**What to work on**. Before you finish, make sure every line below has been written out exactly.

**Exercise material**.
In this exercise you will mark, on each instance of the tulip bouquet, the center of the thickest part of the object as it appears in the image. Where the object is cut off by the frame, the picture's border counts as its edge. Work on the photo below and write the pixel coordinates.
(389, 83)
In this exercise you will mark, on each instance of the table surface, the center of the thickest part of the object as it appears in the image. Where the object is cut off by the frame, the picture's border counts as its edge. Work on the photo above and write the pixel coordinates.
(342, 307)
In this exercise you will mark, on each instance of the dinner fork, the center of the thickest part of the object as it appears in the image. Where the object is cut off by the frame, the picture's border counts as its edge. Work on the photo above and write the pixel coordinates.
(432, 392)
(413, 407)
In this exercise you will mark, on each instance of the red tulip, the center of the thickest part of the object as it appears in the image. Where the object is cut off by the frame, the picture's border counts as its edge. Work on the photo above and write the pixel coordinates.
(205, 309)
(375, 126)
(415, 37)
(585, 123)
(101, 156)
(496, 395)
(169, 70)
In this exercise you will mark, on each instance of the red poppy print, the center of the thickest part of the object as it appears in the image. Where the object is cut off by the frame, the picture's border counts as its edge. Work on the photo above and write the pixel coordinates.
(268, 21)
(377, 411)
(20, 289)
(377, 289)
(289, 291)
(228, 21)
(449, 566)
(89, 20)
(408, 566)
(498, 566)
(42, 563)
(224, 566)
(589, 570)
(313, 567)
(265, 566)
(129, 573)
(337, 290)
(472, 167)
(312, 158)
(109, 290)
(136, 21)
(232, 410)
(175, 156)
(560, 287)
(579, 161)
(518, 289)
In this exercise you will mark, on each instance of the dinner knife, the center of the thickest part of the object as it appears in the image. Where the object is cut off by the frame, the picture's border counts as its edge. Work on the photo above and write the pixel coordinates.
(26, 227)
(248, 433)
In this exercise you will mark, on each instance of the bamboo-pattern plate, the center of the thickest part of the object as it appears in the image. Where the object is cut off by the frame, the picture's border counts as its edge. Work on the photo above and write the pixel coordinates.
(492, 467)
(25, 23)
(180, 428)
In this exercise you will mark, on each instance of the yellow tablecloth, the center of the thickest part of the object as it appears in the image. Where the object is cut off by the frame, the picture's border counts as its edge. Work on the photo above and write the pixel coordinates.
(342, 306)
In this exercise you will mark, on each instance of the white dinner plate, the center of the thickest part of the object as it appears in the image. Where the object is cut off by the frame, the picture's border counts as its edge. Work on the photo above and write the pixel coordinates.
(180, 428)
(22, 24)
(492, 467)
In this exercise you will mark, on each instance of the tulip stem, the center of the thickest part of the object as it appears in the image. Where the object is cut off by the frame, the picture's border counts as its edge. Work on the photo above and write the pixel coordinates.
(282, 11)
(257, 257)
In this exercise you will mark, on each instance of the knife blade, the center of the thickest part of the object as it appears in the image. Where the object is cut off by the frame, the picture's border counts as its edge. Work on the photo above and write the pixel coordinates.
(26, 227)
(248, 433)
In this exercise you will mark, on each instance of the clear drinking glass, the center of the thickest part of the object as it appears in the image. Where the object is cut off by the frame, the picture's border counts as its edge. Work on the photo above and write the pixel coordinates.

**Result of the task**.
In this exercise you will mark, on each instance of the tulip bouquet, the center of the thickest part of the object as it appears in the image. Where the object is cut off by the frame, the picture's border counts as its edge. Work on the photo below and write the pixel coordinates.
(389, 83)
In this exercise you will mark, on each instance of the table surface, the center of the thickest part of the object as it appears in the image. Where the object is cut off by the frame, the picture's border counts as its edge. Work on the photo above and write the pixel coordinates.
(342, 307)
In this exercise you will mark, on each instance of the dinner fork, the center of the thickest part of the object as it appears in the image. Where the object is cut off by the frame, the picture's border counts as its edge. Work on the photo above and write the pixel coordinates.
(432, 392)
(413, 407)
In this exercise you will mark, on each instance of the red tulip, the center of the thickest part of the object as it appears in the image. Where the object is cut off by the frame, the picture's border counts as its edge. Work on the photo above and write the pixel coordinates.
(205, 309)
(375, 126)
(415, 37)
(585, 123)
(101, 156)
(496, 395)
(169, 70)
In this exercise you will mark, on each instance of the red poppy print, the center of the thickest part of the object as it appears in the image. Where the object is cut off by the frame, the picture's border counts as its edge. Work on the photo above and write the pixel coordinates.
(268, 21)
(377, 411)
(20, 289)
(377, 289)
(289, 291)
(228, 21)
(449, 566)
(89, 20)
(408, 566)
(498, 566)
(42, 563)
(224, 566)
(589, 570)
(313, 567)
(265, 566)
(129, 573)
(337, 290)
(472, 167)
(312, 158)
(109, 290)
(136, 21)
(232, 410)
(175, 156)
(560, 287)
(579, 161)
(518, 289)
In this exercise you will mark, on each instance of the dinner knife, the center of the thickest part of the object as it appears in the image. Where the object is cut off by the frame, the picture's border counts as its edge. Work on the photo above and write the pixel coordinates.
(26, 227)
(248, 433)
In this exercise you will mark, on each instance of the bamboo-pattern plate, the center of the thickest part of the object as it appears in the image. Where the object is cut off by the frame, the picture's border counts as its edge. Work on the photo above and write the pixel coordinates.
(492, 467)
(25, 23)
(180, 428)
In this exercise you will mark, on each instance of the yellow tablecloth, the center of the thickest part of the object as it appears in the image. Where the object is cut off by the frame, the picture's border counts as its edge. Work on the photo above and write the pixel coordinates.
(342, 306)
In this exercise you will mark, on each instance of the white dinner plate, the center of the thickest part of the object as it appears in the image. Where the object is cut off by the frame, the picture's border counts as its edge. Work on the photo above and write the pixel coordinates.
(180, 428)
(22, 24)
(492, 467)
In this exercise you will mark, on each instance of the tulip stem, the center of the thickest part of the object as it appears in the image. Where the object is cut off by the frame, the picture's border counts as its edge. Work on the photo above and write the pixel coordinates.
(282, 11)
(257, 257)
In this exercise you will mark, on each instance of the knife blade, the center of the thickest part of the object as it appears in the image. Where the object is cut off by the frame, the picture's border counts as its edge. Work on the photo above and write the pixel coordinates.
(26, 227)
(248, 433)
In this exercise you will mark, on each instance of the clear drinking glass, the center of the thickest part of the object as it appears in the image. Where the object is cut off by the frame, the picture's border counts as its edge. Work on the photo above and write the pixel coordinates.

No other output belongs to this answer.